• TASK GOAL: Once the pictures are set aside, transcribe the remaining data exactly.

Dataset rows
++++++++

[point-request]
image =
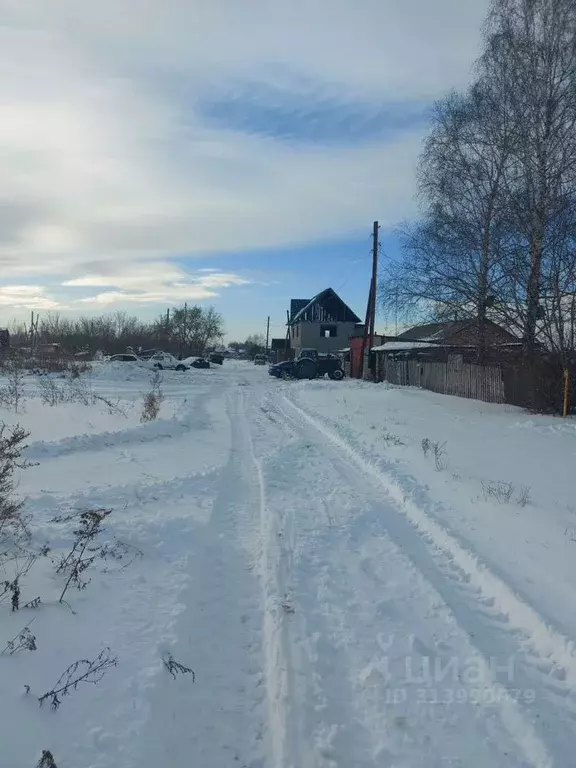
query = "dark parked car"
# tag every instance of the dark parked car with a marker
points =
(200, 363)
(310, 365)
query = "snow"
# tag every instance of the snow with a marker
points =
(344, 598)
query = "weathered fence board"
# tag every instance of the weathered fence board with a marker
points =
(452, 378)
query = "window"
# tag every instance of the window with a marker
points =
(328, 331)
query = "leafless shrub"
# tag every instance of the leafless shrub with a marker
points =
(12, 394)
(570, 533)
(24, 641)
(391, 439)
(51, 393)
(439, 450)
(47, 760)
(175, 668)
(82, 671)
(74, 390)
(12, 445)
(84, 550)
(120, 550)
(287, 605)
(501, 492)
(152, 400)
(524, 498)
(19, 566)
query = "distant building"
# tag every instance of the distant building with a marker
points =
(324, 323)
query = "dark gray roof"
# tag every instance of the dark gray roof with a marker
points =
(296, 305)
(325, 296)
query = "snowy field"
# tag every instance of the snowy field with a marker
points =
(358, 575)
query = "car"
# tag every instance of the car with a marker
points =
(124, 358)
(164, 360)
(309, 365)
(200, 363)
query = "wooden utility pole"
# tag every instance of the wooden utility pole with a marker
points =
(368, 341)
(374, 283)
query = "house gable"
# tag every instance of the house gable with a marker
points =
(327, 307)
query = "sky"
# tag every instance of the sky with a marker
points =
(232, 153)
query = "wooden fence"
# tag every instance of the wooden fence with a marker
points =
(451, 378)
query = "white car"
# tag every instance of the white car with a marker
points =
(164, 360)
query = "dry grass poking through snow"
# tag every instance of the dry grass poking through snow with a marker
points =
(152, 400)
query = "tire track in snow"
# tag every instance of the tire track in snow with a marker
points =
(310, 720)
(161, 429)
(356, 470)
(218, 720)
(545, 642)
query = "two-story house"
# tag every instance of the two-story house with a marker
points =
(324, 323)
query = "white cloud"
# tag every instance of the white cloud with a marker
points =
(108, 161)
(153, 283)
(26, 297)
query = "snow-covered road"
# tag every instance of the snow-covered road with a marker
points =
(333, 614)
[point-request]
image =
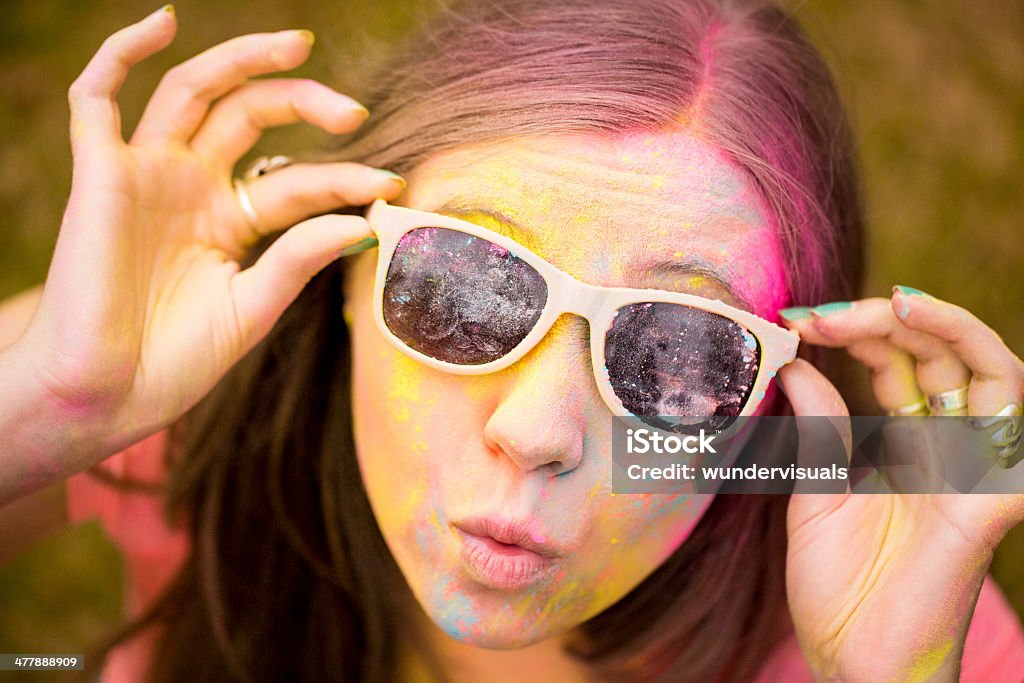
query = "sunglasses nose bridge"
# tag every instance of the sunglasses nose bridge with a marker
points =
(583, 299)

++++++++

• REPLY TO THE EXERCISE:
[point-request]
image =
query = "dark parked car"
# tag every instance of the dark parked car with a marker
points =
(200, 363)
(310, 365)
query = "snow"
# tag every instance of the snow with a marker
points =
(344, 598)
query = "weathered fence board"
# tag every instance of the weathered fence board with a marker
points =
(452, 378)
query = "window"
# tag every instance of the window with a marker
points =
(328, 331)
query = "leafless shrub"
# tag every instance of the leafless shrub with a marker
points =
(12, 394)
(570, 533)
(24, 641)
(391, 439)
(51, 393)
(439, 450)
(47, 760)
(175, 668)
(82, 671)
(74, 390)
(12, 445)
(84, 550)
(120, 550)
(287, 605)
(501, 492)
(152, 400)
(524, 498)
(19, 566)
query = "distant building"
# tag every instance of the distant building with a marker
points =
(324, 323)
query = "dark gray roof"
# tag every instance of the dark gray roof with a marker
points =
(296, 305)
(325, 296)
query = "snowy field"
# tag every instance of the snowy field with a marker
points =
(358, 575)
query = "car"
# tag every instance of the car with a marker
points =
(124, 358)
(164, 360)
(309, 365)
(200, 363)
query = "wooden utility pole"
# tag every instance of the wooden utility pole with a marker
points =
(368, 341)
(374, 283)
query = "house gable"
# tag every instance of the house gable with a marker
points =
(327, 307)
query = "sky"
# tag every instance of the sky with a marker
points =
(232, 153)
query = "wooden fence"
# tag every instance of the wooden fence with a marker
points =
(451, 378)
query = "white car"
# tag every instance of the white car with a marker
points =
(164, 360)
query = "dry grass poking through snow"
# tag every instance of the dry grass poking through snow with a marker
points =
(152, 400)
query = "tire track in snow"
# tag every instance of the tire track in snow with a marker
points =
(310, 720)
(161, 429)
(356, 470)
(218, 720)
(545, 642)
query = "two-story house"
# tag every instance of the two-story house with a marker
points =
(324, 323)
query = "white cloud"
# tag every instance of the white cloud with a marker
points =
(108, 161)
(153, 283)
(26, 297)
query = "snow-covered road"
# tag every instance of the snow-covered road with a marker
points =
(333, 614)
[point-request]
image =
query = "sunglasses nose bridge"
# tag every instance of the sunglasses nose bridge with a marker
points =
(583, 299)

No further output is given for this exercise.